WRITTEN EXERCISE:
Write out the data below in full. Keep it exact.

ENTRIES:
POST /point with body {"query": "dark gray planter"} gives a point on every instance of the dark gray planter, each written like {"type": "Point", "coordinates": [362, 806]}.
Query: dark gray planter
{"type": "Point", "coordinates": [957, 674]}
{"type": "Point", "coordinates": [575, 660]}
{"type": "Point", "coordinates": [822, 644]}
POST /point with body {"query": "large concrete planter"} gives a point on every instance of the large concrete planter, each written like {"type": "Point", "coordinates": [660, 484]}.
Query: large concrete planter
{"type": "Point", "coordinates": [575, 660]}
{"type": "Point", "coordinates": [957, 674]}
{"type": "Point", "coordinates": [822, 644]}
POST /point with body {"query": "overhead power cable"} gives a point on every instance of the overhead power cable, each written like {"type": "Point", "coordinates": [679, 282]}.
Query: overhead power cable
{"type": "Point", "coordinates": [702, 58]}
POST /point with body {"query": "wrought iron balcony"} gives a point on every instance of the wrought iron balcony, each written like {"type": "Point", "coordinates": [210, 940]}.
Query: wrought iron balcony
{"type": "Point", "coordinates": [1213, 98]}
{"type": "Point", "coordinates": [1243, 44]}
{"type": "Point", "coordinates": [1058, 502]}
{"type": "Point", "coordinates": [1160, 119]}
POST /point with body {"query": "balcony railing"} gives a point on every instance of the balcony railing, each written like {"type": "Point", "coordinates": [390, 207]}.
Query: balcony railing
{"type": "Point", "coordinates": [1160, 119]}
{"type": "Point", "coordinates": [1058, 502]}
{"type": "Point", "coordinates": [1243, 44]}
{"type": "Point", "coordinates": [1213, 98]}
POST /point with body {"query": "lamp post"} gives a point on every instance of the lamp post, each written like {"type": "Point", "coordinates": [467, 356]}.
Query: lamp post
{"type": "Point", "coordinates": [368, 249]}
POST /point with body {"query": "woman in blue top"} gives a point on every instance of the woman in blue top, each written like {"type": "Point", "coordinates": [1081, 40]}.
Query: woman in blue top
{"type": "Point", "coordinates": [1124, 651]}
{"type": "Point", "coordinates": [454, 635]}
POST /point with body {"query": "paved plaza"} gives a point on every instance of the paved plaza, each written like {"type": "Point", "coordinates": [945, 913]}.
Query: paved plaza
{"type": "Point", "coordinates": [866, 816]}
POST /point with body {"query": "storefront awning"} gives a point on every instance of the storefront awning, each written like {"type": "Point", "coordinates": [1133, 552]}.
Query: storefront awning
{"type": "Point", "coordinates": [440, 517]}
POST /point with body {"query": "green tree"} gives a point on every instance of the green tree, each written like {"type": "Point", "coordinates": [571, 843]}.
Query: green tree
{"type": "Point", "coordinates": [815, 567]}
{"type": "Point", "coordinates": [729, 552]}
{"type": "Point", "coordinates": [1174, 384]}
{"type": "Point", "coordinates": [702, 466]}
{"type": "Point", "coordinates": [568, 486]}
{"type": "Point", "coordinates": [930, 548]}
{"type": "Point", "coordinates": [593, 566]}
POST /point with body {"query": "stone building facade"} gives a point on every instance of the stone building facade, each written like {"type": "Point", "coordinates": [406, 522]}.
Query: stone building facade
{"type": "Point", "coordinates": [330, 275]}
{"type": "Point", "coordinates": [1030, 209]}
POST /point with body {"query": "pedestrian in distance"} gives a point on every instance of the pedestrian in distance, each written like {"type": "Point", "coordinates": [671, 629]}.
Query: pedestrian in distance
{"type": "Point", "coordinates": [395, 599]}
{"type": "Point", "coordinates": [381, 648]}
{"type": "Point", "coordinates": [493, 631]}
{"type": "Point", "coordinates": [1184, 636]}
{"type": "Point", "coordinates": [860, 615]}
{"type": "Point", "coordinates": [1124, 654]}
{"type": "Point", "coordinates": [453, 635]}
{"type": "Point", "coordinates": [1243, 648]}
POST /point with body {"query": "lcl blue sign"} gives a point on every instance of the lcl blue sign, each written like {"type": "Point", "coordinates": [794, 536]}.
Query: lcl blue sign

ANSWER TO THE TASK:
POST /point with body {"query": "dark gray planter"} gives a point on every instance of the dark gray planter, each written like {"type": "Point", "coordinates": [362, 806]}.
Query: dark gray planter
{"type": "Point", "coordinates": [957, 674]}
{"type": "Point", "coordinates": [575, 660]}
{"type": "Point", "coordinates": [822, 644]}
POST /point with body {"query": "large concrete planter"} gives a point on every instance of the large concrete planter, each written like {"type": "Point", "coordinates": [660, 484]}.
Query: large concrete planter
{"type": "Point", "coordinates": [575, 660]}
{"type": "Point", "coordinates": [957, 674]}
{"type": "Point", "coordinates": [822, 644]}
POST /point with body {"query": "overhead power cable"} gives a point on every instance of the overhead power cable, each written like {"type": "Point", "coordinates": [679, 282]}.
Query: overhead power cable
{"type": "Point", "coordinates": [702, 58]}
POST /point with body {"query": "wrought iron balcony"} gives a point on every instance of the wrought iron balcony, each written like {"type": "Point", "coordinates": [210, 940]}.
Query: wrought iron balcony
{"type": "Point", "coordinates": [1213, 98]}
{"type": "Point", "coordinates": [1243, 44]}
{"type": "Point", "coordinates": [1058, 502]}
{"type": "Point", "coordinates": [1160, 119]}
POST /point with body {"query": "balcony railing"} gives a point on every instance of the balcony railing, each written like {"type": "Point", "coordinates": [390, 207]}.
Query: balcony railing
{"type": "Point", "coordinates": [1160, 119]}
{"type": "Point", "coordinates": [1058, 502]}
{"type": "Point", "coordinates": [1243, 44]}
{"type": "Point", "coordinates": [1213, 98]}
POST /point with body {"query": "lamp post"} gives a point on every instance of the lamp post, each written like {"type": "Point", "coordinates": [467, 356]}.
Query: lamp post
{"type": "Point", "coordinates": [368, 249]}
POST /point with body {"query": "woman in blue top"} gives a point on every instance of the woman in blue top, each written like {"type": "Point", "coordinates": [1081, 40]}.
Query: woman in blue top
{"type": "Point", "coordinates": [1124, 651]}
{"type": "Point", "coordinates": [454, 635]}
POST /point with body {"query": "paved plaza"} gives a point on every instance of the paved plaza, each written like {"type": "Point", "coordinates": [945, 913]}.
Query: paved plaza
{"type": "Point", "coordinates": [866, 816]}
POST /point with body {"query": "storefront awning"} gives a point on every instance of the storefront awning, each written like {"type": "Point", "coordinates": [1133, 552]}.
Query: storefront awning
{"type": "Point", "coordinates": [440, 517]}
POST /point with body {"query": "green tree"} gives a point on every instance of the green tree, each written like {"type": "Point", "coordinates": [571, 843]}.
Query: green tree
{"type": "Point", "coordinates": [815, 567]}
{"type": "Point", "coordinates": [729, 552]}
{"type": "Point", "coordinates": [1174, 384]}
{"type": "Point", "coordinates": [702, 466]}
{"type": "Point", "coordinates": [568, 486]}
{"type": "Point", "coordinates": [930, 548]}
{"type": "Point", "coordinates": [593, 566]}
POST /point with body {"query": "stone building facade"} gives a point on every instance of the stone building facade, each written like {"type": "Point", "coordinates": [406, 522]}.
Query: stone building facade
{"type": "Point", "coordinates": [330, 275]}
{"type": "Point", "coordinates": [1030, 209]}
POST /point with body {"query": "pedestrian in distance"} gives a point on every instance of the pedestrian in distance, each written like {"type": "Point", "coordinates": [671, 629]}.
Query: pedestrian in distance
{"type": "Point", "coordinates": [395, 599]}
{"type": "Point", "coordinates": [381, 648]}
{"type": "Point", "coordinates": [493, 631]}
{"type": "Point", "coordinates": [1184, 636]}
{"type": "Point", "coordinates": [860, 615]}
{"type": "Point", "coordinates": [1124, 654]}
{"type": "Point", "coordinates": [453, 635]}
{"type": "Point", "coordinates": [1243, 648]}
POST /point with body {"query": "lcl blue sign"} gives a point on every instance of the lcl blue sign, each written like {"type": "Point", "coordinates": [794, 536]}.
Query: lcl blue sign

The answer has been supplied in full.